[Excerpts of bounding-box data]
==================================================

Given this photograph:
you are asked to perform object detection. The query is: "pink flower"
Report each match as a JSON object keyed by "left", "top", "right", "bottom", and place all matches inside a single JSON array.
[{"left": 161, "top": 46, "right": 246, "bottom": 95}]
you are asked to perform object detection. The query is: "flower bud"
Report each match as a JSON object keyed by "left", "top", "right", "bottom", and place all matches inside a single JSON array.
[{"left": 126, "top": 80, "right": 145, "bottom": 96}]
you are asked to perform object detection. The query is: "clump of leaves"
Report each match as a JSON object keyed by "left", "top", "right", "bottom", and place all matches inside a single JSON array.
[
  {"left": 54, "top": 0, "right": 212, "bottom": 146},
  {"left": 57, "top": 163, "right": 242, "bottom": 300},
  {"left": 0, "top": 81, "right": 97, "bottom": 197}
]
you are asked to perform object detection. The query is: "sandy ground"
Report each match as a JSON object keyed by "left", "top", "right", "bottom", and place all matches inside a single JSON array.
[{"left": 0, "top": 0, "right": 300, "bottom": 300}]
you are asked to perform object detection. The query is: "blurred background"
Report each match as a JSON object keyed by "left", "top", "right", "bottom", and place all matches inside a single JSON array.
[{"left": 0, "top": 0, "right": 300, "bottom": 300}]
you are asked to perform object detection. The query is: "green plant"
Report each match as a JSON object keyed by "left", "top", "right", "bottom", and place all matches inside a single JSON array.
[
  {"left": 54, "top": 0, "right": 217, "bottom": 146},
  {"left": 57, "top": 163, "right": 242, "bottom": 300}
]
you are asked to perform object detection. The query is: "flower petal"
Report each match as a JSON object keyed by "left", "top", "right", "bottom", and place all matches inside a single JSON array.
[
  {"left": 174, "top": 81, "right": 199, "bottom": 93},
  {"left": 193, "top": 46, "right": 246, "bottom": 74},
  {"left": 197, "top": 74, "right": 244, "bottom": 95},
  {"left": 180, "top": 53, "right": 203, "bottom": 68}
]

==================================================

Identify each line in the rows above that contains the word "asked", and copy those lines.

*Task result*
you are asked to perform object detection. The query is: "pink flower"
you are asked to perform object detection. The query is: "flower bud"
you are asked to perform object detection. The query is: "clump of leaves"
you are asked to perform object detection. The query is: "sandy ground"
you are asked to perform object detection. The query is: "blurred background"
you are asked to perform object detection. The query is: "green plant"
you are asked to perform object detection. The query is: "flower petal"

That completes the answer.